= Adam Bassett =

British lighting designer

Adam Bassett (born 5 November 1978) is a British Lighting designer working in the worlds of live performance, theatre, art and architecture.

==Education==
Bassett trained at the Central School of Speech and Drama in London, graduating in 2000.

==Career==

Bassett began his career in lighting in 2000 and since then has lit and directed productions for many artists including Scandal, Simply Red, Adele, Elton John, The Rolling Stones, Take That, Lady Gaga, Genesis, Mark Ronson, Spandau Ballet, Emeli Sande.

In theatre and dance Bassett has lit productions including Hugh Jackman World Tour, The Band (Take That Musical), Bear Grylls Endeavour, Phantom of the Opera 25th Anniversary, Batman Live World Tour, Into the Hoods, Ant and Dec Saturday Night Takeaway, Holiday on Ice.

He has lit Battersea Power Station, The Shard Installations and Dinosaurs in the Wild and continues to assist The Wynn Hotels in Las Vegas with the exterior lighting systems.
§
> **PROBLEM TO SOLVE**: Reproduce everything in the Adam Bassett profile from "Adam Bassett (born 5" down to "Ballet, Emeli Sande.", word for word.

> **GIVEN MATERIAL**:
§
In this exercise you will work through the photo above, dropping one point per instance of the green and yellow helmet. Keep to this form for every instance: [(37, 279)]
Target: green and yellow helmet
§
> **OUTPUT**:
Adam Bassett (born 5 November 1978) is a British Lighting designer working in the worlds of live performance, theatre, art and architecture.

==Education==
Bassett trained at the Central School of Speech and Drama in London, graduating in 2000.

==Career==

Bassett began his career in lighting in 2000 and since then has lit and directed productions for many artists including Scandal, Simply Red, Adele, Elton John, The Rolling Stones, Take That, Lady Gaga, Genesis, Mark Ronson, Spandau Ballet, Emeli Sande.